> _Exercise brief_: Display each line of the entries below that contains the string "peach". Treat uppercase and lowercase letters as distinct.
[START OF Input material]
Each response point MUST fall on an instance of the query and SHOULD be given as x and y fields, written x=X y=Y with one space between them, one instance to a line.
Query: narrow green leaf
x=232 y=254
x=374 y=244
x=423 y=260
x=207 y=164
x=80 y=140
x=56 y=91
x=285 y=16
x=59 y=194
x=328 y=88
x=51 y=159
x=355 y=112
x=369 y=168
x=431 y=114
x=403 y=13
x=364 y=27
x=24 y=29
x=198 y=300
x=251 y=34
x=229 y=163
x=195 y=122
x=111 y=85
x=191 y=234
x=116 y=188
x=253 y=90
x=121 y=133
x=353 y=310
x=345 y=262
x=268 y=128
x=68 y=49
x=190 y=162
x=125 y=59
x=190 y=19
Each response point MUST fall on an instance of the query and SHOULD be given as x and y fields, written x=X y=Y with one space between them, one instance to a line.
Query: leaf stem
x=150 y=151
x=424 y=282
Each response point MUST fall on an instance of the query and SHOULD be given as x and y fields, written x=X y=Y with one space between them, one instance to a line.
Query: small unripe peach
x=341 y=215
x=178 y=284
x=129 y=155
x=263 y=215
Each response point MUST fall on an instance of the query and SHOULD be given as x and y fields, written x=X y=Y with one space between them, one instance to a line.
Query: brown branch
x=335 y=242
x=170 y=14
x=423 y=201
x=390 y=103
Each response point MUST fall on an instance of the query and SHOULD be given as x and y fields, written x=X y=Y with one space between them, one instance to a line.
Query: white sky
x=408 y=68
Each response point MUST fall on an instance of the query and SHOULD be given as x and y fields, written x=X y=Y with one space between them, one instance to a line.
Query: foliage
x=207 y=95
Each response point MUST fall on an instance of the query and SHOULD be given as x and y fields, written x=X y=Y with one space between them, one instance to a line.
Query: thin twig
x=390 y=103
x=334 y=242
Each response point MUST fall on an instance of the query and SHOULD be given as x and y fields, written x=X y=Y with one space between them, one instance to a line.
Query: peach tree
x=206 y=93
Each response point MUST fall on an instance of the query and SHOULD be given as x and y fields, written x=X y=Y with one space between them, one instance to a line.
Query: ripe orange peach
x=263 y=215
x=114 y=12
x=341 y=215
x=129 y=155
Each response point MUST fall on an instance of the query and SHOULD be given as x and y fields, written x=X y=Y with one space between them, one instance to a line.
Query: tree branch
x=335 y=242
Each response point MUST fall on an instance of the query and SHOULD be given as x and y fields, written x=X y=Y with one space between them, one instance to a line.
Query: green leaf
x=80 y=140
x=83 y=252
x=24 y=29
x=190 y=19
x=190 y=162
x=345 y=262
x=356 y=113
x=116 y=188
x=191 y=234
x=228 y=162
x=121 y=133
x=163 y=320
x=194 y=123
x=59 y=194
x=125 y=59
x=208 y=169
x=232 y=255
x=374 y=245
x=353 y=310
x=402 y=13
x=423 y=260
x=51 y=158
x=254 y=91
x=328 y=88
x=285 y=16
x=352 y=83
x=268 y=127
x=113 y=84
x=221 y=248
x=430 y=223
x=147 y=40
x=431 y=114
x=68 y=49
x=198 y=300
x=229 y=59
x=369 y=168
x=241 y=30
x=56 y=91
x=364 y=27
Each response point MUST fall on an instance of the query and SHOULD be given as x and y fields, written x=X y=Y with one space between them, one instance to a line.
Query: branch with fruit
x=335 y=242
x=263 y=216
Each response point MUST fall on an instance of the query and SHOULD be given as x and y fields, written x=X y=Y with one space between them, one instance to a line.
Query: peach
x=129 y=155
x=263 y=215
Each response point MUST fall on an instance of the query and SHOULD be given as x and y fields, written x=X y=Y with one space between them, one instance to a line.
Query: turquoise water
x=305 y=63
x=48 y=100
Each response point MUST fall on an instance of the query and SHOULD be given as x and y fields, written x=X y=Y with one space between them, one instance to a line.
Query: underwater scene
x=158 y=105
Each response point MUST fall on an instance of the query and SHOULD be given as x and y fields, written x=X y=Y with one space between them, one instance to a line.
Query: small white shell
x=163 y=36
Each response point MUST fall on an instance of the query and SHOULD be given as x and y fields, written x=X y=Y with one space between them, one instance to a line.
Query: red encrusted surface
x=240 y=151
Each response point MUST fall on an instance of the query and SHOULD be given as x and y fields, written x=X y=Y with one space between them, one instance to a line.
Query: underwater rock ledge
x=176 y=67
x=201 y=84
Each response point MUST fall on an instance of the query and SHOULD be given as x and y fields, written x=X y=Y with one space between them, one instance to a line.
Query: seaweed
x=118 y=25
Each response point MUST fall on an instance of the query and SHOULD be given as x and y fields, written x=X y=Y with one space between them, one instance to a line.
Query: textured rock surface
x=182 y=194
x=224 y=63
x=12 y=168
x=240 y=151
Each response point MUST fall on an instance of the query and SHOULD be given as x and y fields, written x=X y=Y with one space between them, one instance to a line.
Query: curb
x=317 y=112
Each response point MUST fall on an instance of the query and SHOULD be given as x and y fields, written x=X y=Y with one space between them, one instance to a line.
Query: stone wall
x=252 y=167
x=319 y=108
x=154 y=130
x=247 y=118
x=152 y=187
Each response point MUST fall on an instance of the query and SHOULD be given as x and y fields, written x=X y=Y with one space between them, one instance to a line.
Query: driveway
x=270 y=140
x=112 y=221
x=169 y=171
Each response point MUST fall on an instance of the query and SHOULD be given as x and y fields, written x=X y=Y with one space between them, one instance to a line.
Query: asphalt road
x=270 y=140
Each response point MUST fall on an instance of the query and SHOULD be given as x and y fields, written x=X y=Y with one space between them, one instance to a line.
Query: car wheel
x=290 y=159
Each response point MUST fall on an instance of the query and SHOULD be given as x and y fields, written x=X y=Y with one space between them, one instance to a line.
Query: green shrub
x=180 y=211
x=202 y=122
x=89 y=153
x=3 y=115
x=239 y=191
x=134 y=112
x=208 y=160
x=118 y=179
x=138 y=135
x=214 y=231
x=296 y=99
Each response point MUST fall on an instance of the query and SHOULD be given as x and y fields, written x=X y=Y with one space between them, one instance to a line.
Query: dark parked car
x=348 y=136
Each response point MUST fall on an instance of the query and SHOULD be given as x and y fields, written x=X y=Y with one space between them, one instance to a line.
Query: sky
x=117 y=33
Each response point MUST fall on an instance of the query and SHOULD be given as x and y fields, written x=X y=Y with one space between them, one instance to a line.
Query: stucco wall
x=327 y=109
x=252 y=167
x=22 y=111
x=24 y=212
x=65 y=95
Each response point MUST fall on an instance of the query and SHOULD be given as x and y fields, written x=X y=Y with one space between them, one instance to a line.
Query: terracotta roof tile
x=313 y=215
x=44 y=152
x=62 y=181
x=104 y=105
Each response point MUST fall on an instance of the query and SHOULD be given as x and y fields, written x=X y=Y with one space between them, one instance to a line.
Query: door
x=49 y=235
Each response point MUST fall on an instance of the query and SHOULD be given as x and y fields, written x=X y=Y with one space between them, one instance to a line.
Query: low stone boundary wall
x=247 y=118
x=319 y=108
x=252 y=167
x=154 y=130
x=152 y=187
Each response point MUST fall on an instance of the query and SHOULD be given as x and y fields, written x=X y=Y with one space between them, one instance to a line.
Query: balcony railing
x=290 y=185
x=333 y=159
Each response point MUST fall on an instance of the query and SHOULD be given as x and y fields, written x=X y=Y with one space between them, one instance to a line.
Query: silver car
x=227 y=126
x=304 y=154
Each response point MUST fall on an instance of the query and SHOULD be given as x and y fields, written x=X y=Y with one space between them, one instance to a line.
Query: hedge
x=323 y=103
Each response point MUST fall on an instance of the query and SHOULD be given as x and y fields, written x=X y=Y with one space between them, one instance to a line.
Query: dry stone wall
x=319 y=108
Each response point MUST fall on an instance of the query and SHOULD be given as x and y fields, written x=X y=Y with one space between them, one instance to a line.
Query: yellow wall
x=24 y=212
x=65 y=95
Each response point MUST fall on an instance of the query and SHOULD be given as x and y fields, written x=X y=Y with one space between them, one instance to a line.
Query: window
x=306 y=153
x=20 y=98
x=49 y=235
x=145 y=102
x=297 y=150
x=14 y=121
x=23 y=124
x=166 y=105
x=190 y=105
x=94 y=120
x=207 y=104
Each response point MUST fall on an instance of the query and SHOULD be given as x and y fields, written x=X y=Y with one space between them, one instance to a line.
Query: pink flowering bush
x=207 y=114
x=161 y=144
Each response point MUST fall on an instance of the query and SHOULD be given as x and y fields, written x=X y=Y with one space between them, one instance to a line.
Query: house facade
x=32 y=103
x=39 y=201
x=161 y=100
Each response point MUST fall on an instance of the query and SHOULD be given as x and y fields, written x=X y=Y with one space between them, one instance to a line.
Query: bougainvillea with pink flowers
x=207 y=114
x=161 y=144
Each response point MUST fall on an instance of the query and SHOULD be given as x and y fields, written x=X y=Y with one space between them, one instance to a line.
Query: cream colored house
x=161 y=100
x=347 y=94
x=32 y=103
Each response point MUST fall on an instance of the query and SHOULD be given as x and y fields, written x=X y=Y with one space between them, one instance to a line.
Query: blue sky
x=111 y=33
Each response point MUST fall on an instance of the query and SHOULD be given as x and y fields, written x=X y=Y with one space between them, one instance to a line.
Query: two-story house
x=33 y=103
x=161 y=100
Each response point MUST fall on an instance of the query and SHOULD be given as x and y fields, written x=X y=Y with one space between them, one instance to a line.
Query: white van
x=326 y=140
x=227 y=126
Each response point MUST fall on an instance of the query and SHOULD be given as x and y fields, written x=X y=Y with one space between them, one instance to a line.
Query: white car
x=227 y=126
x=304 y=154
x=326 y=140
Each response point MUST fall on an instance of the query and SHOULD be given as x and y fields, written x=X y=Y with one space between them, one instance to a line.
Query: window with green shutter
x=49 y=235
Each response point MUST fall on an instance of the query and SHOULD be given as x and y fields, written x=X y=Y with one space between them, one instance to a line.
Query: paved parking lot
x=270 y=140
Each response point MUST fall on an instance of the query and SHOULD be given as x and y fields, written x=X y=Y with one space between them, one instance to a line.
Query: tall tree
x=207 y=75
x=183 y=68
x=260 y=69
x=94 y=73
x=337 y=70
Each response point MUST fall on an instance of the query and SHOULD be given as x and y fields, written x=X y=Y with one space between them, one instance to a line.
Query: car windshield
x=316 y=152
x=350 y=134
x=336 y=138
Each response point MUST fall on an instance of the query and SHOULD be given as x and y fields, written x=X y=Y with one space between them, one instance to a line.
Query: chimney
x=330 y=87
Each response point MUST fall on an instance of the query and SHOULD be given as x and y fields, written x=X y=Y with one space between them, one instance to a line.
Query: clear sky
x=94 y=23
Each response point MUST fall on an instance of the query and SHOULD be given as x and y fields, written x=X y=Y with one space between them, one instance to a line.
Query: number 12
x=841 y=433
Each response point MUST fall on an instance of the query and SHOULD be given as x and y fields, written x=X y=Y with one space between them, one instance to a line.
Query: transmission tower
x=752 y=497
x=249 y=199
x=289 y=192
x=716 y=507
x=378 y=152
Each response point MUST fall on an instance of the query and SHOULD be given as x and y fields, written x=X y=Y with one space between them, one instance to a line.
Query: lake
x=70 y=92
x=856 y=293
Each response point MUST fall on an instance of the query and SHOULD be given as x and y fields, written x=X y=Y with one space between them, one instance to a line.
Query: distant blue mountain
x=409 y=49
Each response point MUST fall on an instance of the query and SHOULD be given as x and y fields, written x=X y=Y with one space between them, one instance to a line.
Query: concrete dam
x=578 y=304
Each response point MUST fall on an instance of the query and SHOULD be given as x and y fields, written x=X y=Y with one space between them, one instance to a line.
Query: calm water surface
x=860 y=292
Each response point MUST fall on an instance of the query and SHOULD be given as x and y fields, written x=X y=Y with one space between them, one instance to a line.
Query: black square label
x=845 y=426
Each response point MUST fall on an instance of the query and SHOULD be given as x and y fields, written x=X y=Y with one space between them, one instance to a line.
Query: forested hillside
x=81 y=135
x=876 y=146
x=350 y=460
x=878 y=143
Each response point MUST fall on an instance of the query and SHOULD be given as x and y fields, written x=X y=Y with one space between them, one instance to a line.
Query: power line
[END OF Input material]
> _Solved problem_:
Query: small unripe peach
Query: peach tree
Query: ripe orange peach
Query: peach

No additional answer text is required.